*SOURCE TEXT:*
──────────────────────────────

For more on building out a serious storage foundation, our guide on the best high-capacity hard drives for massive NAS builds in 2026 covers exactly how to think about drive selection at scale.
Prerequisites Before You Start
Before diving into the technical walkthrough, make sure you have a handle on these foundational concepts and pieces of hardware. You do not need to be an expert in all of them, but you should at least know what they are.
Network Attached Storage (NAS): A NAS is a dedicated device connected to your home network that stores files and makes them accessible to other devices. Think of it as a smarter, always-on external hard drive that multiple computers can reach at once.
RAID: Redundant Array of Independent Disks. This is a method of combining multiple drives so that if one fails, your data is not lost. RAID 1 mirrors data across two drives. RAID 5 distributes data and parity across three or more drives. For a beginner hosting important data, RAID 1 is the simplest safe starting point.
FFmpeg: A free, open-source command-line tool that can convert, transcode, and process virtually any video or audio format. It is what most self-hosters use to generate HLS segments from raw video files.

──────────────────────────────

[Region-labeling records]

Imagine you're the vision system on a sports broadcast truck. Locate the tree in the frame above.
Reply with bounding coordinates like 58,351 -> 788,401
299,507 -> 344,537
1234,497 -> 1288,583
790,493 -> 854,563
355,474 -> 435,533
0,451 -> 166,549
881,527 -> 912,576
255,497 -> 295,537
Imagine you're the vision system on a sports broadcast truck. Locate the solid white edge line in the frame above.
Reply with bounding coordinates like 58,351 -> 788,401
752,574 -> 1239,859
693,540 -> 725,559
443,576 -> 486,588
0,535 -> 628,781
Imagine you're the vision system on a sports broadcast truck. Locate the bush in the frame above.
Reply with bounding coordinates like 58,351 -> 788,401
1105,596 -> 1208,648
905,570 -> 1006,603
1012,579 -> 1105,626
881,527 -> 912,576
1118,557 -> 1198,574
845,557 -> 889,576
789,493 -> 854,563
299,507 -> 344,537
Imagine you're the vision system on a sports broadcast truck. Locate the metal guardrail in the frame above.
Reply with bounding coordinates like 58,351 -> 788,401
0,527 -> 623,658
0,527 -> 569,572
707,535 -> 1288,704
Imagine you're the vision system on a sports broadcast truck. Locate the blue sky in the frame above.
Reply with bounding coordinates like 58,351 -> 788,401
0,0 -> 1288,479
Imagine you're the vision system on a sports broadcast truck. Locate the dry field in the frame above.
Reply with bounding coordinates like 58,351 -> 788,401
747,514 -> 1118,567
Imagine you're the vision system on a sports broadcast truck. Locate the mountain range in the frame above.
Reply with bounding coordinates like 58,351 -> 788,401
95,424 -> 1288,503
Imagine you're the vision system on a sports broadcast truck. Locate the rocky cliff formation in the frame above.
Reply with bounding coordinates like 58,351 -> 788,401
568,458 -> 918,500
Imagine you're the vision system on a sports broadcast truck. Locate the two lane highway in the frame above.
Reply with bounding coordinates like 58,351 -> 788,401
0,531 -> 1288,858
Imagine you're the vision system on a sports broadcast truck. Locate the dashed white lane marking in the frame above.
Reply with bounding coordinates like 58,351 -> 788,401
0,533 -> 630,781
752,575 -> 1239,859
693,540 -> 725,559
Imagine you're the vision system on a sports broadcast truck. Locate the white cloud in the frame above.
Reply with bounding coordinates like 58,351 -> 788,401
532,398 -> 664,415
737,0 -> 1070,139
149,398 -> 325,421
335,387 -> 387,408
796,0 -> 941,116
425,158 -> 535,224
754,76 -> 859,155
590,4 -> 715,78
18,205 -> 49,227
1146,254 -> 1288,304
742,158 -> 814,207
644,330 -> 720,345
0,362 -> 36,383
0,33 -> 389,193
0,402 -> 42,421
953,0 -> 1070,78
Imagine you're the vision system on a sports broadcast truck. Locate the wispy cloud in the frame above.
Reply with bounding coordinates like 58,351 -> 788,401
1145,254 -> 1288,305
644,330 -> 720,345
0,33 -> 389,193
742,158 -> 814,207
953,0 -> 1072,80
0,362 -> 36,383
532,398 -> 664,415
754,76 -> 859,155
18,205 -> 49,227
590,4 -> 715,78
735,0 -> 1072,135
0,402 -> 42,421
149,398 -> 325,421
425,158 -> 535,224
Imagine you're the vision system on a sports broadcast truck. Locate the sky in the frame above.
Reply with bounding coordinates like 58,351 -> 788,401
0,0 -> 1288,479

──────────────────────────────

*THINGS TO DO:*
1. In the prerequisites text on home storage and video hosting, which RAID level is named as the simplest safe starting point for a beginner hosting important data?
2. Carry on the prerequisites text about NAS, RAID, and FFmpeg, starting right after its last sentence.

*TASK ANSWERS:*
1. RAID 1

2.
OCR (Optical Character Recognition): Software that reads scanned images and extracts the text from them. Tools like Tesseract are free and work well for bulk PDF processing.
Cloudflare: A service that sits between your server and the internet, caching content and protecting your origin IP. The free tier is genuinely useful for home-hosted public services.
Minimum hardware you will need: A NAS or server with at least 2 drive bays, a gigabit network switch, and ideally a UPS (Uninterruptible Power Supply) to protect against sudden power loss corrupting your drives.
Understanding the Data Pipeline: From Scrape to Search
The architecture this project used is actually a textbook example of a modern self-hosted data pipeline. Breaking it down into stages makes it far less intimidating for beginners.
Stage 1 — Ingestion: Raw files are downloaded and stored. In this case, 160GB of PDFs and videos. At this stage, storage speed matters more than capacity. Using an SSD as a landing zone before moving to spinning hard drives is a smart approach.
Stage 2 — Processing: This is where the data footprint explodes. Each PDF page was converted to a PNG image and then run through OCR to extract searchable text. Each video was transcoded into HLS format — meaning FFmpeg split every video into multiple streams at different bitrates (for example, 360p, 720p, and 1080p), each broken into 6-second segment files. Audio was also extracted and passed through a speech-to-text pipeline to generate SRT subtitle files. Based on real-world testing, transcoding 3,200 videos to multi-bitrate HLS can take anywhere from 40 to 200 hours depending on your CPU, with a modern 8-core processor handling roughly 15 to 25 videos per hour at 1080p.
Stage 3 — Indexing: The OCR text and video transcripts were used to build a tag-based search index. This is what makes the archive searchable — without this step, you just have a pile of files with no way to find anything specific.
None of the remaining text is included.